> **PROVIDED INFORMATION**:

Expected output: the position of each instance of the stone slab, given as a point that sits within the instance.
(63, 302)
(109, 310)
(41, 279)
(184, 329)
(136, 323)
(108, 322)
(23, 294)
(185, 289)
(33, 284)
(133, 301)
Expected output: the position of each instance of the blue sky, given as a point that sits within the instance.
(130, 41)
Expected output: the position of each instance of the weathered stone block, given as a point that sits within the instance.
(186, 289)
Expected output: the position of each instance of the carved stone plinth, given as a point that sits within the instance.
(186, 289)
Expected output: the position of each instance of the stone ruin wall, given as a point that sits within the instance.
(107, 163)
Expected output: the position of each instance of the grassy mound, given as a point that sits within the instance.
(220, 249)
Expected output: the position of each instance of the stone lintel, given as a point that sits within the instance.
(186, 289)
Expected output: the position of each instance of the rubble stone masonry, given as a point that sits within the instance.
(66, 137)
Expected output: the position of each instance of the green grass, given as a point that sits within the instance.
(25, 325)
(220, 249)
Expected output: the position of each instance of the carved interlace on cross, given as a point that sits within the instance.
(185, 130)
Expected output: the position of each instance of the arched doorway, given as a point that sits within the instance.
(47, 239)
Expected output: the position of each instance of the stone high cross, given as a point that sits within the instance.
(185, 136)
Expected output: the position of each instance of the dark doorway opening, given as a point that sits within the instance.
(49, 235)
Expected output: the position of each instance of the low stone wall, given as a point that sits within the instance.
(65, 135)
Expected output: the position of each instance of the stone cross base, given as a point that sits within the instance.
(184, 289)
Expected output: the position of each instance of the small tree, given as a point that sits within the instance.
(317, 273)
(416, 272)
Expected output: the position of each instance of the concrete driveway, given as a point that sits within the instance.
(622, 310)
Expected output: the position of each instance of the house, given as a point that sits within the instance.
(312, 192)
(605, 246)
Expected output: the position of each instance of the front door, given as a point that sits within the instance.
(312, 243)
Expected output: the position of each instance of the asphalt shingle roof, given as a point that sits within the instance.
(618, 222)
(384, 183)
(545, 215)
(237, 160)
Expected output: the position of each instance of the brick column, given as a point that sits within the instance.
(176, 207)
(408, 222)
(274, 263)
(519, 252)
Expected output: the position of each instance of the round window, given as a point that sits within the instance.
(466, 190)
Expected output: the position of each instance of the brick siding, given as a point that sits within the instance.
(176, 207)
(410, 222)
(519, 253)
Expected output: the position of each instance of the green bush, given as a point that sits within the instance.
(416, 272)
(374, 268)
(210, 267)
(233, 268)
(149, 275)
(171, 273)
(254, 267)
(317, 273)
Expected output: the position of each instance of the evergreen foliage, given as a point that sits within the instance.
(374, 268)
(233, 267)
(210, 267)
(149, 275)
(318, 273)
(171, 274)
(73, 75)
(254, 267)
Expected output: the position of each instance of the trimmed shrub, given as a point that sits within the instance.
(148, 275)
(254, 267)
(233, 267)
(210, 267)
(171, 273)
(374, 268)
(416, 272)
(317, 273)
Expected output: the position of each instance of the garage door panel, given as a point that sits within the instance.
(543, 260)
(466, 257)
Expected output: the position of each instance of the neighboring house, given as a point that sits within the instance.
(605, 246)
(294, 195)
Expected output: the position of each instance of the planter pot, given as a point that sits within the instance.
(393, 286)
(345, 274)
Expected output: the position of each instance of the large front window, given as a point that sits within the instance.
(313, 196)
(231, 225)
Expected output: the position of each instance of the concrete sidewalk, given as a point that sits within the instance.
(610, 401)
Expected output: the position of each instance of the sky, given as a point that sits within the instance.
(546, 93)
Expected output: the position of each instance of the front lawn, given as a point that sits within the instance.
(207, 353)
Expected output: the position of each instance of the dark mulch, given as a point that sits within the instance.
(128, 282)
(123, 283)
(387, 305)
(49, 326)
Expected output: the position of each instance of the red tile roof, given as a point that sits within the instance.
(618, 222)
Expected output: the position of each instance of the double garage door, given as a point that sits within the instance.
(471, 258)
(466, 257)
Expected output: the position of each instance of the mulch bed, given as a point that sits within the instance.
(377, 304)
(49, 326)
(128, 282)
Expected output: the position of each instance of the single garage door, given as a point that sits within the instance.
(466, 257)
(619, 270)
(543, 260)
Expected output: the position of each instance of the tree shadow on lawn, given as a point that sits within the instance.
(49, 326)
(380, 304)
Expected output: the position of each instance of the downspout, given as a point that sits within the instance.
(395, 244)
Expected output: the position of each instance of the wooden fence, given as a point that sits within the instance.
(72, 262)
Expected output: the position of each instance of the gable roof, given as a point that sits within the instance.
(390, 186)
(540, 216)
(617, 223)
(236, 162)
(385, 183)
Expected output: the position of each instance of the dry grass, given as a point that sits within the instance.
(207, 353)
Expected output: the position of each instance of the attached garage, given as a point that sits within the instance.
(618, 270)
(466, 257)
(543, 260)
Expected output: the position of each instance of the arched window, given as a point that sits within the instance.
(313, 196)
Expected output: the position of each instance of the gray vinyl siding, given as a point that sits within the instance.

> **EXERCISE INSTRUCTIONS**: Make an exact copy of the whole listing, so that no line is lost.

> **THE ANSWER**:
Expected output: the position of each instance of the stone slab, given as a point that sits within the instance.
(63, 302)
(109, 310)
(41, 279)
(184, 329)
(136, 323)
(108, 322)
(23, 294)
(185, 289)
(33, 284)
(133, 301)
Expected output: the position of each instance of the blue sky, given as a point that sits within the instance.
(130, 41)
Expected output: the position of each instance of the weathered stone block, given as a point that sits within the instance.
(186, 289)
Expected output: the position of each instance of the carved stone plinth, given as a point that sits within the instance.
(186, 289)
Expected output: the position of each instance of the stone ruin wall, given as a point that sits within the instance.
(107, 163)
Expected output: the position of each instance of the grassy mound, given as a point that sits within the instance.
(220, 249)
Expected output: the position of each instance of the stone lintel, given as a point that sits within the instance.
(186, 289)
Expected output: the position of each instance of the rubble stone masonry, given as a point that sits within the instance.
(66, 137)
Expected output: the position of each instance of the green grass, given as a point that sits within the instance.
(25, 325)
(220, 249)
Expected output: the position of each instance of the carved interlace on cross, given as a point that sits within the instance.
(185, 130)
Expected output: the position of each instance of the arched doorway, given as a point that sits within the instance.
(47, 239)
Expected output: the position of each instance of the stone high cross, given as a point that sits within the instance.
(185, 136)
Expected output: the position of each instance of the dark doorway opening, given as a point that sits within the instance.
(49, 235)
Expected output: the position of each instance of the low stone wall, given as a point that sits within the instance.
(65, 135)
Expected output: the position of each instance of the stone cross base, given as a point that sits within the instance.
(184, 289)
Expected output: the position of each instance of the small tree, given as a point that sits within the instance.
(317, 273)
(416, 272)
Expected output: the position of each instance of the concrete driveway, given as a point that sits within the instance.
(622, 310)
Expected output: the position of each instance of the house, given as a point that sits within the instance.
(312, 192)
(605, 246)
Expected output: the position of each instance of the front door, given as a point that sits within the instance.
(312, 243)
Expected output: the position of each instance of the asphalt shingle roof, given as a point that sits within the instance.
(618, 222)
(384, 183)
(545, 215)
(237, 160)
Expected output: the position of each instance of the brick column, given as a point that sits within the instance.
(176, 207)
(408, 222)
(274, 263)
(519, 252)
Expected output: the position of each instance of the round window, given as a point that sits within the instance.
(466, 190)
Expected output: the position of each instance of the brick siding, given as a point that sits within the instance.
(176, 207)
(410, 222)
(519, 253)
Expected output: the position of each instance of the green bush, given as a point that sits within the instance.
(416, 272)
(374, 268)
(210, 267)
(233, 268)
(149, 275)
(171, 273)
(254, 267)
(317, 273)
Expected output: the position of each instance of the evergreen foliage, given as a point that sits within the instance.
(374, 268)
(233, 267)
(210, 267)
(149, 275)
(318, 273)
(171, 274)
(73, 75)
(254, 267)
Expected output: the position of each instance of the trimmed shrub, given as a point that sits within the instance.
(148, 275)
(254, 267)
(233, 267)
(210, 267)
(171, 273)
(374, 268)
(416, 272)
(317, 273)
Expected output: the position of each instance of the garage door panel, given as a point that sits within the instance.
(543, 260)
(466, 257)
Expected output: the position of each instance of the neighboring house, given as a point that sits within the instance.
(605, 246)
(294, 195)
Expected output: the position of each instance of the planter pot, given as a point that sits within the instance.
(393, 286)
(345, 274)
Expected output: the position of each instance of the large front window, given as a point that sits within the instance.
(313, 196)
(231, 225)
Expected output: the position of each instance of the concrete sidewalk, given as a point that sits within the instance.
(610, 401)
Expected output: the position of each instance of the sky, given as a point that sits within the instance.
(546, 93)
Expected output: the position of each instance of the front lawn, given as a point that sits within the instance.
(207, 353)
Expected output: the position of each instance of the dark mulch, given as a point that sits within the instance.
(128, 282)
(123, 283)
(387, 305)
(49, 326)
Expected output: the position of each instance of the red tile roof, given as a point that sits within the instance.
(618, 222)
Expected output: the position of each instance of the double garage door, given as a point that sits within the instance.
(471, 258)
(466, 257)
Expected output: the position of each instance of the mulch bed, given as a point that sits within the instance.
(377, 304)
(49, 326)
(128, 282)
Expected output: the position of each instance of the single garage door, given as a point that sits within the instance.
(466, 257)
(619, 270)
(543, 260)
Expected output: the position of each instance of the tree shadow on lawn, given as a point that sits within the instance.
(49, 326)
(380, 304)
Expected output: the position of each instance of the downspout, given as a point that sits within the instance.
(395, 244)
Expected output: the position of each instance of the wooden fence, given as a point that sits within the instance.
(72, 262)
Expected output: the position of each instance of the gable roof, given as a point that sits within the instance.
(390, 186)
(540, 216)
(617, 223)
(236, 162)
(385, 183)
Expected output: the position of each instance of the dry grass, given as a point that sits within the instance.
(207, 353)
Expected output: the position of each instance of the attached garage, given as a point that sits within the instance.
(618, 270)
(466, 257)
(543, 260)
Expected output: the position of each instance of the arched window, given as a point that sits within the instance.
(313, 196)
Expected output: the position of each instance of the gray vinyl siding, given as a point that sits within the instance.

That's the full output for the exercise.